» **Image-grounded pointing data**
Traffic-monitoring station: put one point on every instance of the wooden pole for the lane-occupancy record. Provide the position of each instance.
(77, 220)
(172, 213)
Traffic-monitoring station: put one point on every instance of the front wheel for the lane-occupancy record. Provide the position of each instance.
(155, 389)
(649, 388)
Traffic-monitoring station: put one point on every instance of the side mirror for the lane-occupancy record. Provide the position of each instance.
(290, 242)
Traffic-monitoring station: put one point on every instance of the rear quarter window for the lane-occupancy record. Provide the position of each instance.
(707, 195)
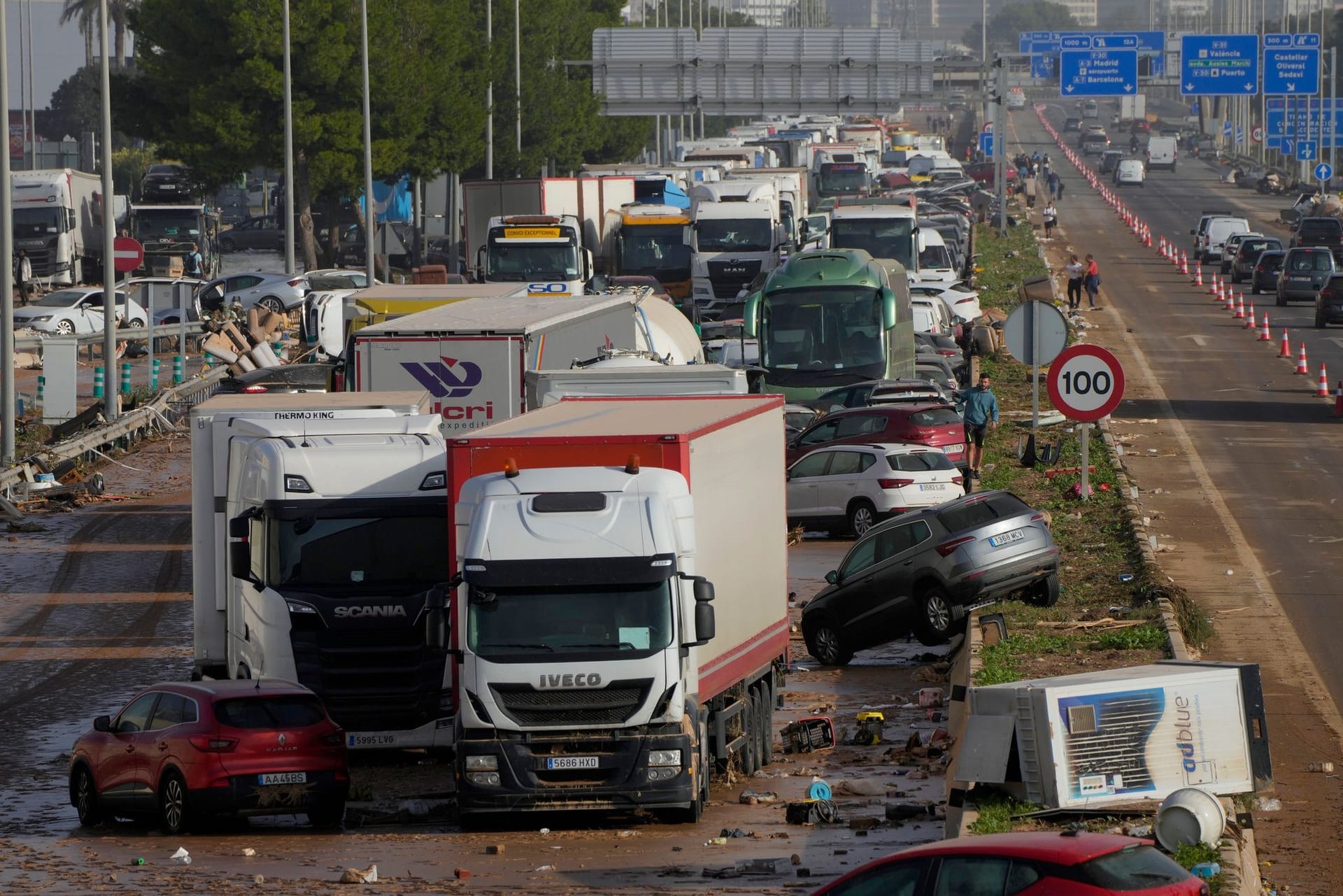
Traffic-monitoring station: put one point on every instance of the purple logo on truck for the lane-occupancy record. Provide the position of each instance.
(442, 381)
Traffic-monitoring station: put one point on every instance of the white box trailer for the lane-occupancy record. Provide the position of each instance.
(316, 523)
(621, 625)
(471, 355)
(611, 379)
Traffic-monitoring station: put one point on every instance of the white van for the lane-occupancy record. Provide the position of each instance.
(1162, 152)
(1214, 236)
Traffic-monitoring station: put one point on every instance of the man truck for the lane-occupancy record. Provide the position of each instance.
(58, 223)
(621, 627)
(318, 529)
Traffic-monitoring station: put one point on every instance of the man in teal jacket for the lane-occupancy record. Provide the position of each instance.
(981, 414)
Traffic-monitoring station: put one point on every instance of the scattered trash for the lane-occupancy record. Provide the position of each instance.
(753, 798)
(356, 876)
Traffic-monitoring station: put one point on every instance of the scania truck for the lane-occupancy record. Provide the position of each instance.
(318, 529)
(621, 629)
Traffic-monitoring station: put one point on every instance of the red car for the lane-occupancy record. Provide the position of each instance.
(930, 423)
(1024, 864)
(183, 751)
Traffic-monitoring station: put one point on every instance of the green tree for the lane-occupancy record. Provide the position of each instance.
(1005, 27)
(208, 89)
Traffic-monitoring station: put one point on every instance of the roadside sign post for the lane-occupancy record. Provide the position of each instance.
(1086, 385)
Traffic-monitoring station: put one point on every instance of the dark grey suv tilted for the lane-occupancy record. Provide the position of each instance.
(919, 571)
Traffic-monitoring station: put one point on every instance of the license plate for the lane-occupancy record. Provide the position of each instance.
(371, 741)
(571, 762)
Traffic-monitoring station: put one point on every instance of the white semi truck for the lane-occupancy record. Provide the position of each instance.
(621, 629)
(318, 528)
(58, 223)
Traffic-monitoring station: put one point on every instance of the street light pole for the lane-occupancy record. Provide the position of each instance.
(369, 213)
(289, 148)
(109, 227)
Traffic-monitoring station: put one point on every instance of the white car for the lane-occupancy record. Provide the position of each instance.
(856, 487)
(1130, 171)
(77, 311)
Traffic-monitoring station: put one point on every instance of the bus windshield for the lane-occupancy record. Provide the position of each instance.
(818, 329)
(880, 236)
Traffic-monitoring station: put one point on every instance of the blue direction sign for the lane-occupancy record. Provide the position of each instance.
(1291, 64)
(1097, 73)
(1220, 65)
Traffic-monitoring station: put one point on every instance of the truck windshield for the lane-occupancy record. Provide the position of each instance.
(356, 551)
(523, 624)
(655, 249)
(35, 222)
(844, 178)
(515, 261)
(879, 236)
(741, 236)
(160, 225)
(836, 328)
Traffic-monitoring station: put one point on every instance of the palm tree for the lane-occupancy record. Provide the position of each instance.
(85, 14)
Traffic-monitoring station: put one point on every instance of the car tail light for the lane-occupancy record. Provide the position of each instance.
(947, 547)
(895, 484)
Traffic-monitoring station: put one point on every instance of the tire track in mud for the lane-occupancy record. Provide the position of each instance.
(169, 578)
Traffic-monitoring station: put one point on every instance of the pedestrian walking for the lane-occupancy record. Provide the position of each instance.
(1091, 283)
(23, 274)
(1076, 273)
(981, 415)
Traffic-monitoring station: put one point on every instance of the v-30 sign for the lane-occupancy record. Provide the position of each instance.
(1086, 383)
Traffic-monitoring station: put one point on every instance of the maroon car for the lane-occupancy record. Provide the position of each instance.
(183, 751)
(931, 423)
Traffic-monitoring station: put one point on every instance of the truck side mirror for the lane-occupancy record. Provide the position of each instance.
(436, 618)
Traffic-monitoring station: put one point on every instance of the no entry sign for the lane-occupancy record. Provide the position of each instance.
(1086, 383)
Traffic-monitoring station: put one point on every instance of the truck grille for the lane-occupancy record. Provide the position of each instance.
(607, 706)
(728, 278)
(378, 680)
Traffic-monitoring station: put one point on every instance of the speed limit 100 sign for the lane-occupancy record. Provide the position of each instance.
(1086, 383)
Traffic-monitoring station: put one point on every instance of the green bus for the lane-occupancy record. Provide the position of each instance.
(832, 318)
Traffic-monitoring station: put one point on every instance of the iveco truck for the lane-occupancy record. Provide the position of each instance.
(621, 627)
(318, 535)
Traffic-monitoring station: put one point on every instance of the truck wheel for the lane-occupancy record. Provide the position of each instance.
(825, 645)
(934, 624)
(1044, 592)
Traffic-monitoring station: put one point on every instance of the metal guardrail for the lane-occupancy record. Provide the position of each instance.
(171, 404)
(136, 334)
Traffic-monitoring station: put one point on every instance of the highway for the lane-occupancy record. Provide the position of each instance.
(1244, 481)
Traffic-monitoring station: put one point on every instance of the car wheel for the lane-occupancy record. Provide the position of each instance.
(328, 813)
(85, 797)
(862, 516)
(172, 804)
(935, 624)
(1044, 592)
(826, 648)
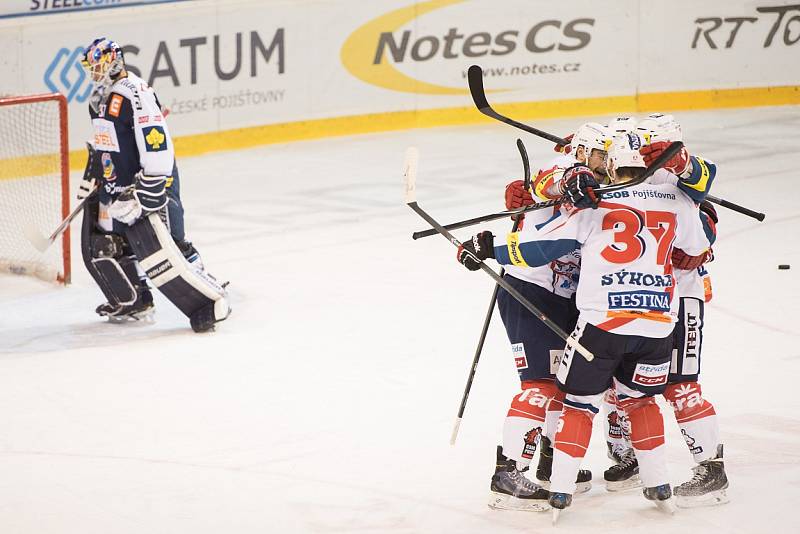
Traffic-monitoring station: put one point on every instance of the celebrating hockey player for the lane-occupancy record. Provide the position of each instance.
(695, 415)
(125, 238)
(533, 413)
(626, 305)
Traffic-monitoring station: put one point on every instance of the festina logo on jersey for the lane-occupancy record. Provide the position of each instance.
(648, 300)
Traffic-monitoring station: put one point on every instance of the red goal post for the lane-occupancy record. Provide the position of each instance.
(34, 184)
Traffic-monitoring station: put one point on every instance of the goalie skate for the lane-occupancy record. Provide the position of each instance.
(545, 468)
(141, 310)
(623, 475)
(662, 497)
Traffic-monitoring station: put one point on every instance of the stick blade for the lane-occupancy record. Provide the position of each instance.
(410, 173)
(36, 239)
(475, 79)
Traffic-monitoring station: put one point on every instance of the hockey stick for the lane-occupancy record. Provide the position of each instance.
(42, 243)
(475, 79)
(476, 89)
(527, 183)
(410, 173)
(665, 156)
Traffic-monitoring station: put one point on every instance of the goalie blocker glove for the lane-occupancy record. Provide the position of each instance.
(578, 185)
(479, 247)
(145, 197)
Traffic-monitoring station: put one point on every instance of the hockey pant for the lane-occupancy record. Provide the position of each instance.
(696, 418)
(575, 429)
(190, 289)
(525, 420)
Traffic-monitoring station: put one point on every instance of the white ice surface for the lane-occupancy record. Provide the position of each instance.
(325, 403)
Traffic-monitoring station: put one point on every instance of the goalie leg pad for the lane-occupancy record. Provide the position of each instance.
(193, 291)
(104, 258)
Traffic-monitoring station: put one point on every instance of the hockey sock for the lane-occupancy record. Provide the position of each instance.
(696, 418)
(647, 437)
(572, 440)
(611, 422)
(525, 419)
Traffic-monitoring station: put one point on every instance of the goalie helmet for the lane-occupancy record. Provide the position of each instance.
(103, 60)
(624, 152)
(621, 125)
(591, 136)
(659, 127)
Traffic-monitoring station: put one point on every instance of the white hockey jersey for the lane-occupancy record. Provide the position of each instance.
(627, 284)
(695, 283)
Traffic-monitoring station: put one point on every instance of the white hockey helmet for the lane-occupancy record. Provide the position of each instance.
(624, 152)
(659, 127)
(591, 135)
(622, 124)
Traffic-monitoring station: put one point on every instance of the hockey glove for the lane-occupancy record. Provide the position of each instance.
(578, 185)
(710, 211)
(471, 253)
(86, 187)
(126, 208)
(685, 262)
(517, 196)
(88, 182)
(565, 149)
(679, 165)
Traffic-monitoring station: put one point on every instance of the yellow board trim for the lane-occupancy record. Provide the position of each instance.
(240, 138)
(514, 254)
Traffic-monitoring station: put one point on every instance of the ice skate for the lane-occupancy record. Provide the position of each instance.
(661, 496)
(558, 502)
(545, 468)
(625, 474)
(707, 486)
(511, 489)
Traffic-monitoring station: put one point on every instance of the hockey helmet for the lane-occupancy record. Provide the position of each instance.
(659, 127)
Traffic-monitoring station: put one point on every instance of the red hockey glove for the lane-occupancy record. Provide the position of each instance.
(473, 251)
(679, 163)
(517, 196)
(685, 262)
(564, 149)
(578, 186)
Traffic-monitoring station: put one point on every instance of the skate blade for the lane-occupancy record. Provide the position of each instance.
(501, 501)
(556, 514)
(580, 487)
(712, 498)
(666, 506)
(144, 316)
(624, 485)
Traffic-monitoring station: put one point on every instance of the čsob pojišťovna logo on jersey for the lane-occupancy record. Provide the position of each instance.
(371, 53)
(65, 75)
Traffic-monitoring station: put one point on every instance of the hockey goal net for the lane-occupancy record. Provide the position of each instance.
(34, 184)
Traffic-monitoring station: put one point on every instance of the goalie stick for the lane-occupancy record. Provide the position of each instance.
(476, 89)
(657, 164)
(42, 243)
(410, 173)
(526, 166)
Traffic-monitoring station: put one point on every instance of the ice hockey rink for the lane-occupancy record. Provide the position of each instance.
(325, 403)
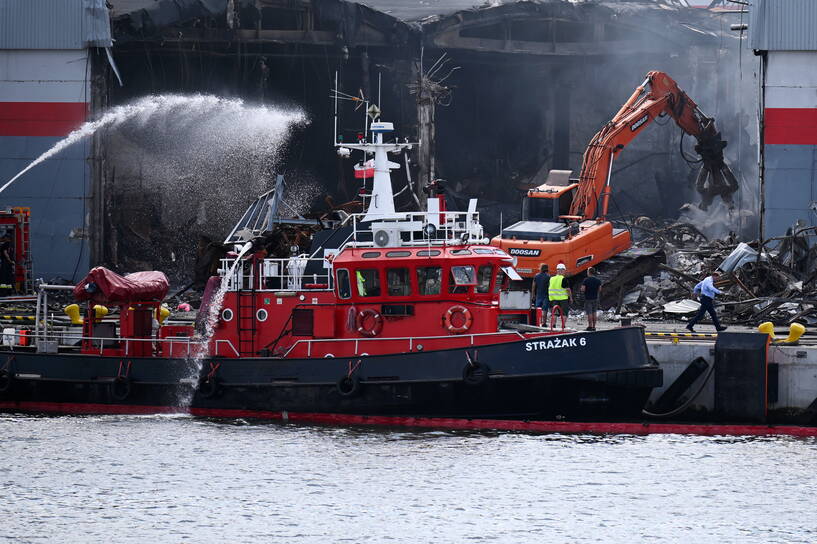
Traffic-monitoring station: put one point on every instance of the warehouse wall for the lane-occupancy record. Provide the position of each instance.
(790, 139)
(44, 95)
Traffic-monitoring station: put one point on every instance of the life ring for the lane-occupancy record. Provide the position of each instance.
(120, 388)
(6, 379)
(362, 318)
(348, 386)
(448, 319)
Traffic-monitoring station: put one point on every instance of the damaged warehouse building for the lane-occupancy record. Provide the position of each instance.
(498, 94)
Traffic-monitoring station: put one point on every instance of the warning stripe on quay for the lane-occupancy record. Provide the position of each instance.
(682, 334)
(566, 427)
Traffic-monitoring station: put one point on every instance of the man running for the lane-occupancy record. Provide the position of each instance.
(708, 291)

» **What you are asked to do**
With the pictures left out, output the lines from the one containing "the hockey goal" through the last line of the records above, exactly as they are.

» **Response to this exercise**
Traffic-monitoring station: put one point on every instance of the hockey goal net for the lane-occupancy record. Provide the position of each instance.
(34, 184)
Traffic-monitoring station: put one point on every instance of the goalie stick for the lane-occupancy record. Provide the position of each instance.
(476, 89)
(657, 164)
(42, 243)
(410, 173)
(526, 166)
Traffic-monitoring station: put one point on every instance of the ice hockey rink for the lane-occupancy record. Provide the position of each instance.
(325, 403)
Traffic-monitoring station: put one point on every instance of the warehouse wall for the lane-occupancy record. Provide the position of each instance.
(790, 139)
(44, 95)
Traffic-monitoring station: put one point on every instance of the life ring for the lane-occupancy record. Provide the position of each instance.
(120, 388)
(6, 379)
(362, 318)
(348, 386)
(448, 319)
Traffic-monitoring station: put one point on every instance of the damaged warehouse building for the lane-occupancy record. Provide the position of each instance.
(498, 94)
Traffic-monitoring station: put one point on every instance of the warning stripe on quay for the lane-occupancy record. Provide the position of each instance.
(682, 334)
(566, 427)
Traffic-monitoring station: put one point on every instance of the man running for the lane-occupancy record. Provide the position of each instance.
(708, 291)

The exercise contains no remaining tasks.